# What is being asked:
Keep only the lines of the listing that include the word "below", and copy them.

[[ Data for this exercise, beginning ]]

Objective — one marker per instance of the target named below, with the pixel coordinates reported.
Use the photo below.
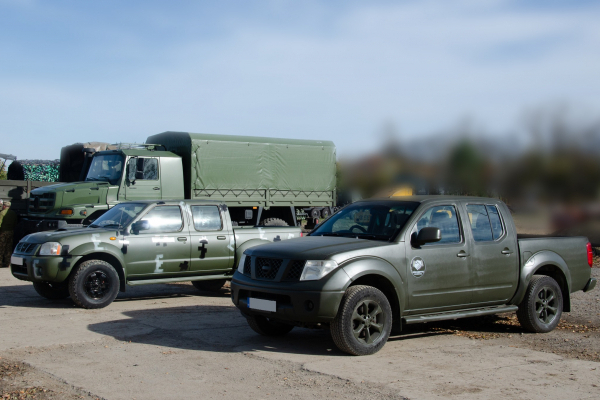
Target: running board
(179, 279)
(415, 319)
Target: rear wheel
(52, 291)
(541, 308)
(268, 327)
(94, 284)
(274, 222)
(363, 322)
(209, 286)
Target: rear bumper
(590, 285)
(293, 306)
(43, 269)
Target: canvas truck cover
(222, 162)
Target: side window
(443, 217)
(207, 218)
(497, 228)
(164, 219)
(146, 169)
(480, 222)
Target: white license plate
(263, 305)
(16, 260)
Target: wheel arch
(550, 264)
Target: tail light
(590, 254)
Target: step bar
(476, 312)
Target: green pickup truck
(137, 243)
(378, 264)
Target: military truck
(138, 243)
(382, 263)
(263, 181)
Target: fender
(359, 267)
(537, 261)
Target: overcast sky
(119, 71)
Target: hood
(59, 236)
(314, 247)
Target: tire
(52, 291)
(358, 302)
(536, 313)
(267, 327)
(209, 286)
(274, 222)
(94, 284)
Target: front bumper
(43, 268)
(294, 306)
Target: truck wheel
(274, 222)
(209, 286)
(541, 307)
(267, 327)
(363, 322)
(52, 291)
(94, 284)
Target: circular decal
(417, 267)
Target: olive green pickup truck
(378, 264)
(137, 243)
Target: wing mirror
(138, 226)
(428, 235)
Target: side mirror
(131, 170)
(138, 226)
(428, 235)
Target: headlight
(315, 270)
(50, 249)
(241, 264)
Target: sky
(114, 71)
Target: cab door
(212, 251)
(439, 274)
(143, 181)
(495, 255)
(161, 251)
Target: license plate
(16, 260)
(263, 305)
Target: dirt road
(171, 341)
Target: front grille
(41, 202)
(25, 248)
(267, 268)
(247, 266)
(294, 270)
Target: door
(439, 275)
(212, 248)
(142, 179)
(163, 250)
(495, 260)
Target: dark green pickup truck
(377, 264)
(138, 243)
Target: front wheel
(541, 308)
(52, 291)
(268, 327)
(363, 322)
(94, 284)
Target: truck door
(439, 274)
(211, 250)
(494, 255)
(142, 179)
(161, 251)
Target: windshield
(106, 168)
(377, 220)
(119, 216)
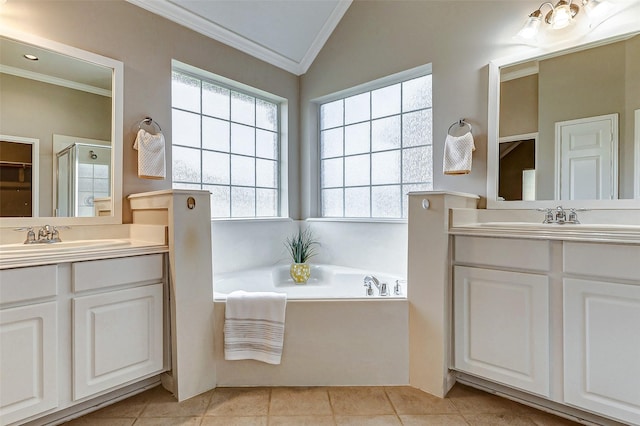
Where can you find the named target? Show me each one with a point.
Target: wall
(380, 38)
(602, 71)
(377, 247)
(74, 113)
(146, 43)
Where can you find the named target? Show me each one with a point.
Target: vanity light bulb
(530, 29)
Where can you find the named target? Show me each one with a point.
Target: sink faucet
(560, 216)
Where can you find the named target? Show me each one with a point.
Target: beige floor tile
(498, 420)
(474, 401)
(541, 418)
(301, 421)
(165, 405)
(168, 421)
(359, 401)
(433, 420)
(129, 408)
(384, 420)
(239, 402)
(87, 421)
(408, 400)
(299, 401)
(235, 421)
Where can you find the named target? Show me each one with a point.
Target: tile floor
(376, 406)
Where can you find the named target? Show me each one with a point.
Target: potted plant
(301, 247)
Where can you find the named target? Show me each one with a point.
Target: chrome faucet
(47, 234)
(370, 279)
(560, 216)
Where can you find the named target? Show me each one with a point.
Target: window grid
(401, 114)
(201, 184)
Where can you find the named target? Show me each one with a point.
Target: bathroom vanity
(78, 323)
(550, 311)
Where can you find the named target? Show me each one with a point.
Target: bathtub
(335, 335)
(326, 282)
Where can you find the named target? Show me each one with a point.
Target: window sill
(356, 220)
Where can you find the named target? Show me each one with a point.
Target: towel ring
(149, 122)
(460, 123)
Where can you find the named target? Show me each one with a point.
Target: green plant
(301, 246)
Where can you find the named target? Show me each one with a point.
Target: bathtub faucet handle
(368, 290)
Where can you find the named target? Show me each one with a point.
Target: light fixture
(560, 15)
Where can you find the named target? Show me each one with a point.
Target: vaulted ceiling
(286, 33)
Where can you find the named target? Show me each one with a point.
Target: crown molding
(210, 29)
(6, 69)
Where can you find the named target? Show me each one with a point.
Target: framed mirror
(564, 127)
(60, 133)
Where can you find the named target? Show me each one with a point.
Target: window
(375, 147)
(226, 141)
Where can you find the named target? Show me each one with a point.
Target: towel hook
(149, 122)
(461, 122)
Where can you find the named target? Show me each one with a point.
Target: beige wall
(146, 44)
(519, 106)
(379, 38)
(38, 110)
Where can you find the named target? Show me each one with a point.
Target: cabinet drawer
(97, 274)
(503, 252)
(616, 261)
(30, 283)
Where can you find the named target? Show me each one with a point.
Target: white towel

[[ Data for this exercise, end ]]

# Written reply:
Objective — one marker per instance of the target named below, with the pixel coordinates reported.
Use the photo below.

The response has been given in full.